Task prompt: Repeat the rows from the very beginning through the line containing "Now the white", including that line, keeping every character unchanged.

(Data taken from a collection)

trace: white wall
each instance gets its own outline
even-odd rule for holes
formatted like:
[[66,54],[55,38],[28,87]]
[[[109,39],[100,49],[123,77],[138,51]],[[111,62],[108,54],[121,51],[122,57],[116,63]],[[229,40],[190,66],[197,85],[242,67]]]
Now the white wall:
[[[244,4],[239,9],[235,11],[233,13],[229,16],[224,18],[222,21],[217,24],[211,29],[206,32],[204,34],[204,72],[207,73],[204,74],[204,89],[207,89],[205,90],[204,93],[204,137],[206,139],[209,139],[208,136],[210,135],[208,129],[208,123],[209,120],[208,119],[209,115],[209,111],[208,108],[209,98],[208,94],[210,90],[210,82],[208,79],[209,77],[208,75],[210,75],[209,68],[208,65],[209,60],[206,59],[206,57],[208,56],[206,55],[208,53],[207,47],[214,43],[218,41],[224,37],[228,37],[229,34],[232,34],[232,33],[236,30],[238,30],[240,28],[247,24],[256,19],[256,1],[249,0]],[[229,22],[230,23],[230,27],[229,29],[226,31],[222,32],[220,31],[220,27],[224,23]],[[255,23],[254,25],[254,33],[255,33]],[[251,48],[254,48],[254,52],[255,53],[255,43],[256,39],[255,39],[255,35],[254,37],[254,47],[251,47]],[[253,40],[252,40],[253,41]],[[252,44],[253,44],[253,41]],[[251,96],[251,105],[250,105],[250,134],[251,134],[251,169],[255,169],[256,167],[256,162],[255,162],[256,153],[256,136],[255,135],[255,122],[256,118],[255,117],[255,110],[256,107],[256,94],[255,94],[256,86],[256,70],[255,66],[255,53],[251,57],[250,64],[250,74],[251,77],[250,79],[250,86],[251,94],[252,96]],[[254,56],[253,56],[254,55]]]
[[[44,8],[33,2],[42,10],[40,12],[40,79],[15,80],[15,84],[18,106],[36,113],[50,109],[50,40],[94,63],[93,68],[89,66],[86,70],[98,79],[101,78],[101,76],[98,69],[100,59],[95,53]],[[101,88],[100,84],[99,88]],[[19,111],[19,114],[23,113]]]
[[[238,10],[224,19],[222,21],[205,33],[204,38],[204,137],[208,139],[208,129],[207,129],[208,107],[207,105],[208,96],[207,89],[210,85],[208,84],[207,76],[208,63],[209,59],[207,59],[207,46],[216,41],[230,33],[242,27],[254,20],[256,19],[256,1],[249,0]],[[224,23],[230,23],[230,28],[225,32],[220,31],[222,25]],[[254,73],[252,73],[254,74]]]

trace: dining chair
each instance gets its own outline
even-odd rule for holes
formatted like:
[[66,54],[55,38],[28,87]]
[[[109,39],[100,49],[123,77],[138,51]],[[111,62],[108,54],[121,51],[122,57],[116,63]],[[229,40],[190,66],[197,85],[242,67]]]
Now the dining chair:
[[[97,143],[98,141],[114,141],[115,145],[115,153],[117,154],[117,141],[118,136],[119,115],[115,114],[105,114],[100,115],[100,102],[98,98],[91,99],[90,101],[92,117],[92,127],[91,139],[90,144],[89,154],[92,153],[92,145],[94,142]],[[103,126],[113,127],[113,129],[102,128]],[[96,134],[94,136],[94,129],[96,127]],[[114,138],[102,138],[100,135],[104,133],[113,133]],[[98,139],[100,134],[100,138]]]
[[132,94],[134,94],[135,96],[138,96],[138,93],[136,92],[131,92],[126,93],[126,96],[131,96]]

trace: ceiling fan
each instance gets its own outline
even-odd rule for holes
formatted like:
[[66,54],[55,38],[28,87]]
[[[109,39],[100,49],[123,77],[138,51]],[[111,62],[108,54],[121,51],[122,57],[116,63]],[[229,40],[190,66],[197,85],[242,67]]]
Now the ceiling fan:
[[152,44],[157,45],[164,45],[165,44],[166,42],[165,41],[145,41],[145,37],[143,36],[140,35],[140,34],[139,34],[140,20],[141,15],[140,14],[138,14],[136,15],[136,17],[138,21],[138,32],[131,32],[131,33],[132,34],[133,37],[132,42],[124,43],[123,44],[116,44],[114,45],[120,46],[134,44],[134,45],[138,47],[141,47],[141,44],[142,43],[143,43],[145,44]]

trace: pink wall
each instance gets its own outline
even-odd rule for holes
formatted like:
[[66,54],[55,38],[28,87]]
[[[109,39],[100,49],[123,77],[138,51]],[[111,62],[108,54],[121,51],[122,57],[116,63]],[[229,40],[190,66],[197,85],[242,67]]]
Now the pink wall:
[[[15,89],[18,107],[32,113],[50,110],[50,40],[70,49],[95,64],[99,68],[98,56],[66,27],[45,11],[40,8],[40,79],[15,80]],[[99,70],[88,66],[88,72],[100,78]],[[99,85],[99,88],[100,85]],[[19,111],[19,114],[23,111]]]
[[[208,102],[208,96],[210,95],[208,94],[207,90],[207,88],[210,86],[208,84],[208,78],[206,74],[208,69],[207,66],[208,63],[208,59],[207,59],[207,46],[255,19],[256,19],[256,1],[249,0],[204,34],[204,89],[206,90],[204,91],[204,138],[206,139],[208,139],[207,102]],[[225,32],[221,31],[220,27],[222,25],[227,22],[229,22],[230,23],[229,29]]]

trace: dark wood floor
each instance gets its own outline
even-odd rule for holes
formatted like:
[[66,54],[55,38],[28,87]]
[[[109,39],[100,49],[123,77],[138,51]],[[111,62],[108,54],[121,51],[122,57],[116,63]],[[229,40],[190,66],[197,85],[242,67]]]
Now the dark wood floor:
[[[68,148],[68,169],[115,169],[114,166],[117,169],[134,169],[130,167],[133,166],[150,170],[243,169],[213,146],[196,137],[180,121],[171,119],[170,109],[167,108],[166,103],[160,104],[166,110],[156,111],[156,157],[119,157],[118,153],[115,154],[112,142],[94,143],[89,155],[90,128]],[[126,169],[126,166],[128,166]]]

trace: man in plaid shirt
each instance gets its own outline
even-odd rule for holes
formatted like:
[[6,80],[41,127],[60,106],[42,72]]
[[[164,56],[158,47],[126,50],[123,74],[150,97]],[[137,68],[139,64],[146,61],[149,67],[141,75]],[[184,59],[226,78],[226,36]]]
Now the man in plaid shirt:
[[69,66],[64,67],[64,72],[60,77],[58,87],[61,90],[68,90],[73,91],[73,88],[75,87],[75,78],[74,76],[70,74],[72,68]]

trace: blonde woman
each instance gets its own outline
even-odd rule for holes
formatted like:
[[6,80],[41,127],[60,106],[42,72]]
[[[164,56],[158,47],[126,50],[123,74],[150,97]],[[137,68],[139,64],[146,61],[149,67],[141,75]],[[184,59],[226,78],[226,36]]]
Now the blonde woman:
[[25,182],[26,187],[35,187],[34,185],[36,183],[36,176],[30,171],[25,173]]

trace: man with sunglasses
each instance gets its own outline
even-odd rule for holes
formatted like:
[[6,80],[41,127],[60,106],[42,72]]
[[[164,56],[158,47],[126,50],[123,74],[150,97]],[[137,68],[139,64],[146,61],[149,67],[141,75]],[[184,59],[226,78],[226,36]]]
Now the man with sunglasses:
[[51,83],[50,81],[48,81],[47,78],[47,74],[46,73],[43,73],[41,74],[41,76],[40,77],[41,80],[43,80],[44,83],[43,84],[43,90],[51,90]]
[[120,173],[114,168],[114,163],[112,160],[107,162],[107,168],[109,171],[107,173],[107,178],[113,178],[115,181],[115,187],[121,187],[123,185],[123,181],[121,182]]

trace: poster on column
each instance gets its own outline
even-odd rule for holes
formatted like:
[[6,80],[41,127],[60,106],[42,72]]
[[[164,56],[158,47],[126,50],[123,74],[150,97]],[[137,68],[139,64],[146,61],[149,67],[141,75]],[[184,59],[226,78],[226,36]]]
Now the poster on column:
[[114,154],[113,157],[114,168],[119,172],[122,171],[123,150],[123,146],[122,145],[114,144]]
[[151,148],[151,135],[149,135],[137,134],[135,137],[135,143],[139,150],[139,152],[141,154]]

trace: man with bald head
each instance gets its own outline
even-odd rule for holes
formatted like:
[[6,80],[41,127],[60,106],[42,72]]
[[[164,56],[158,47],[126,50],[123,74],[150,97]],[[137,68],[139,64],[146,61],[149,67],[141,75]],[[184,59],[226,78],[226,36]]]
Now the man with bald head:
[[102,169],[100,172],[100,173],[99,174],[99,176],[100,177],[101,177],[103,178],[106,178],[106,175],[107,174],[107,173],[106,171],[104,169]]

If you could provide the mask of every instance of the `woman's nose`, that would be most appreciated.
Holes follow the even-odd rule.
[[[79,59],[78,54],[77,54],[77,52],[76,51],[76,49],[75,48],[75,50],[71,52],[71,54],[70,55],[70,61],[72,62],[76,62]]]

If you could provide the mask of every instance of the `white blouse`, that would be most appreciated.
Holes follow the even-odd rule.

Result:
trace: white wall
each instance gets its own outline
even-odd rule for holes
formatted like:
[[66,54],[55,38],[28,87]]
[[[109,39],[100,49],[123,77],[138,51]],[[111,62],[108,54],[121,51],[122,57],[116,63]],[[229,40],[190,66],[197,85],[242,67]]]
Now the white wall:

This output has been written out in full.